Retype the range from the line holding "Find every instance of the trailer" to the last line of the listing, inclusive, exactly as it appears and with nothing else.
<<<<
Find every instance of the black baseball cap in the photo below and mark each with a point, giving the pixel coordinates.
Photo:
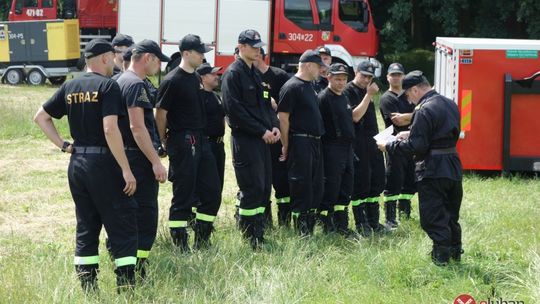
(149, 46)
(97, 47)
(412, 79)
(193, 42)
(396, 68)
(206, 68)
(366, 68)
(122, 40)
(338, 69)
(312, 56)
(251, 37)
(324, 50)
(126, 55)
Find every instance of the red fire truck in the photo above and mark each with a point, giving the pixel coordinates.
(288, 26)
(97, 18)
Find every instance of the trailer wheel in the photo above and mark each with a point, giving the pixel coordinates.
(35, 77)
(14, 77)
(57, 80)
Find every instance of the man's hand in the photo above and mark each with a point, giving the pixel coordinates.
(277, 134)
(131, 183)
(269, 137)
(160, 172)
(381, 145)
(372, 89)
(284, 153)
(403, 135)
(400, 119)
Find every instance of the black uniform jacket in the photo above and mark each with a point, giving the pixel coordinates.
(434, 133)
(243, 99)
>>>>
# Answer area
Find every instance of the trailer wheel in the photo above and mark each with a point, giving the pixel coordinates.
(35, 77)
(14, 77)
(57, 80)
Find every instance of the man's hand in the photo above and mark each with a point, giving the pixel coordinates.
(277, 134)
(131, 183)
(269, 137)
(160, 172)
(381, 145)
(372, 89)
(284, 153)
(403, 135)
(400, 119)
Find every instance of the black uniform jacket in the photo above and mark each with a point, giving the pixel coordinates.
(434, 133)
(243, 99)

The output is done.